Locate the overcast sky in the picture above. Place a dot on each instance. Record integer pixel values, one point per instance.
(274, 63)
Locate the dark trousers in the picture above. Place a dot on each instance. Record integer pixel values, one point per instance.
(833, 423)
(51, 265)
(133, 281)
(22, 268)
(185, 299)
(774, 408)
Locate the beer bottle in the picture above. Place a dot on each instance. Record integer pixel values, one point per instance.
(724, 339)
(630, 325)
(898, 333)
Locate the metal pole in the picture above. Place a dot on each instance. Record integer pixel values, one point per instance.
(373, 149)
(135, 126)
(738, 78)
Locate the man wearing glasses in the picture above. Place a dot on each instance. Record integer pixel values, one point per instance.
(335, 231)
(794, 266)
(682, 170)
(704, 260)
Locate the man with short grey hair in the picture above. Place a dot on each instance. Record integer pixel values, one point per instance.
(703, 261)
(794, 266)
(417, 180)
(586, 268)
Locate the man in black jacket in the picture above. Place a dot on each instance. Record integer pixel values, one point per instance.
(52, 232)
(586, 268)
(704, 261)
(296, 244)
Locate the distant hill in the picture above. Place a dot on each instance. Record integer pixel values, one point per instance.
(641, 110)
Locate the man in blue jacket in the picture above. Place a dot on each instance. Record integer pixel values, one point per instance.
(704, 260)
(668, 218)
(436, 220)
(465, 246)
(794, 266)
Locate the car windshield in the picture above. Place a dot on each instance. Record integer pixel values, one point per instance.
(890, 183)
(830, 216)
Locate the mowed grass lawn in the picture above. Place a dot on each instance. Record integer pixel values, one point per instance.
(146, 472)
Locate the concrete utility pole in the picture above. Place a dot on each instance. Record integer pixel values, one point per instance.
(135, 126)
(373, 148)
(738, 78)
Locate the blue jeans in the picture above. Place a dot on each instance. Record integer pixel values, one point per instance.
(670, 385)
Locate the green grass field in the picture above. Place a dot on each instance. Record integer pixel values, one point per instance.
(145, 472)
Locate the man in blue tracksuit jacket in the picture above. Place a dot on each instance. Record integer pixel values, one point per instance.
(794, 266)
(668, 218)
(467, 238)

- _Exercise brief_:
Copy out the material above in full, replacing every "Place a dot" with "Put a mark" and keeping everything else the same.

- _Worked solution_:
Locate the overcast sky in the picture above. Put a mark on each instance. Record integer pixel values, one point per instance.
(274, 63)
Locate the dark trousers in the picture above. Put a mark on each instance. Record integer pixel values, one point per instance.
(833, 423)
(51, 265)
(133, 281)
(22, 268)
(185, 299)
(774, 408)
Locate the beer bottle in the picture above. Put a mark on each instance. Record integer pixel values, one point per instance.
(724, 339)
(630, 325)
(898, 333)
Locate the metal pole in the picture above. Put a mark on each instance. Record integer pixel values, one point per instance.
(373, 149)
(135, 126)
(738, 78)
Locate the man wearing glasses in the picture above. Put a mark on each instance. Record integer pixel values, one point per instance.
(335, 231)
(794, 266)
(682, 170)
(704, 260)
Locate the man with short grey hair in the picture above. Put a mark on each instance. Record integer pixel values, one point per instance.
(703, 261)
(794, 266)
(417, 180)
(586, 268)
Locate the man in black jacket in the picture above. Put a mark on each instance. Record integer pixel values, one point per instance.
(52, 232)
(586, 268)
(704, 261)
(296, 244)
Locate the distant hill in the picture above. Put a mark on each instance. Record integer pixel values, one point per instance.
(641, 110)
Locate the man in blue jacket in the picture above. Put a mark on each instance. Record integer pixel values, one point per instance.
(704, 260)
(668, 218)
(436, 220)
(465, 246)
(794, 266)
Locate the car windshield in the picture above. Put a mark on each instance. Record integer pixel values, one point per instance.
(890, 183)
(830, 216)
Locate the mowed grass lawn in the picture above. Put a mark on each instance. Record integer pixel values, one point per instance.
(146, 472)
Locate the concrete utility pole in the picture above. Put a mark on each instance. Record integer pixel values, one point per instance.
(135, 126)
(373, 148)
(738, 78)
Locate the blue jeans in the picture above. Put a mark on each instance. Record integer pixel values, one point per instance.
(670, 385)
Locate the green grass field in the picture above. Put a mark on each instance. Record integer pixel values, one point per instance.
(145, 472)
Locate the man in blue tracksuit jacket in the picture above. Put a mark on each instance. Record integer pixel values, one point per instance.
(794, 266)
(668, 218)
(467, 238)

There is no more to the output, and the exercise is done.